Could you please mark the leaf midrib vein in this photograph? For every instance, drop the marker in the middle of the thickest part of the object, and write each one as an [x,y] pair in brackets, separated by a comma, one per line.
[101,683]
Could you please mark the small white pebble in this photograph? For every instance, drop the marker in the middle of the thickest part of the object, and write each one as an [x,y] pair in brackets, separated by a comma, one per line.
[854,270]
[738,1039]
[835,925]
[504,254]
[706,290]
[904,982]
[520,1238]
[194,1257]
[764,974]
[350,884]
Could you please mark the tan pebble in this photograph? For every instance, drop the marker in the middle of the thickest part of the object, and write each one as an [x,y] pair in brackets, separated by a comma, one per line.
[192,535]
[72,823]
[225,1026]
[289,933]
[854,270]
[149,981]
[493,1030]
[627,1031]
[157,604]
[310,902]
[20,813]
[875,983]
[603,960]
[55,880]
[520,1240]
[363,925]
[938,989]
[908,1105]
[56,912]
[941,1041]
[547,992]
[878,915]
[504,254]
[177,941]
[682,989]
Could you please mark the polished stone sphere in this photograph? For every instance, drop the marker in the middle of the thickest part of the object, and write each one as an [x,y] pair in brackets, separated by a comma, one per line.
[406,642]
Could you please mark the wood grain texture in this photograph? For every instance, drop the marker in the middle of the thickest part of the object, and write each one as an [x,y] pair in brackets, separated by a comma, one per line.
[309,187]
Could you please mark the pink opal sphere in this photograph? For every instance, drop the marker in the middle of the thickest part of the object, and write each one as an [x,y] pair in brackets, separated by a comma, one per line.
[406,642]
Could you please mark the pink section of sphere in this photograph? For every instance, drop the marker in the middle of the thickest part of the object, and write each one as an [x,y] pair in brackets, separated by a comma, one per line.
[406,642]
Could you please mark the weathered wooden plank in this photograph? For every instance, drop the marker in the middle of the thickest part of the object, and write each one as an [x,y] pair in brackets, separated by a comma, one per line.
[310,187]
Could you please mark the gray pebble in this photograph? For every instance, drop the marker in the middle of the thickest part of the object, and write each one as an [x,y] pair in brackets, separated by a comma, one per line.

◇ ◇ ◇ ◇ ◇ ◇ ◇

_Exercise details_: Would you return the entries exactly as they stand?

_Reply to the exercise_:
Could you please mark the leaf midrib vein in this photograph? For every instance, drop the marker in the middle of the thickest part of the object, and write each one as an [x,y] pair in brackets, separated by a comma, one per line.
[101,683]
Could you please mark the small white pebble in this photograph? For every instance, drop the marker in the middle of the thickest part of the object, and write each one as an [x,y] pair in brackets, separated by a comma, one per line.
[854,270]
[738,1039]
[835,925]
[504,254]
[706,290]
[904,982]
[520,1238]
[194,1257]
[764,974]
[350,884]
Could you please mark the tan pebble in this photograph? For every instance, drop the marker in the middle of the thickest part of the object, and write each one as an [x,y] pair in brackets, separated by a comma, one per line.
[192,535]
[72,823]
[225,1026]
[289,933]
[854,270]
[149,981]
[493,1030]
[627,1031]
[157,604]
[310,902]
[20,813]
[875,983]
[603,960]
[55,880]
[520,1240]
[363,925]
[938,989]
[908,1105]
[56,912]
[941,1041]
[547,992]
[878,915]
[504,254]
[177,941]
[682,989]
Could you please mark the polished stone sphere in this photograph? For every instance, drop the marker in the middle of the thickest part of the object, and write each one as an [x,y] pair in brackets, separated by a comma, one per line.
[406,642]
Could you please mark the wood grain texture in this photograph? For every instance, drop the marker in the middle of the thickest part of the object, and write each one as an [x,y] pair in brackets, separated by a comma, one per line.
[309,187]
Could you please mark the pink opal sphere in this photograph? For every instance, drop the marker in the middle of the thickest part of the object, and write each one as an [x,y] pair in brackets, separated by a comma, one per line.
[406,642]
Could you please mark the pink section of sphere in this photograph? For every instance, drop the marker in the middle of the thickest part of the object, and write each one as an [x,y] pair in brackets, separated by a comma, one per line.
[406,642]
Could you please mark the weathered wooden plank in this photograph? For every instance, drop the marker in the middle of the thickest part of the object, and write each one as an [x,y] pair in brackets, separated by a comma, one per line.
[310,187]
Could you please mark the gray pebble in this photograph? For every instance, drop the marker in the middle of the thickest part of the object, and write each one as an [x,y] pair in brackets, separated by a comma, one per line.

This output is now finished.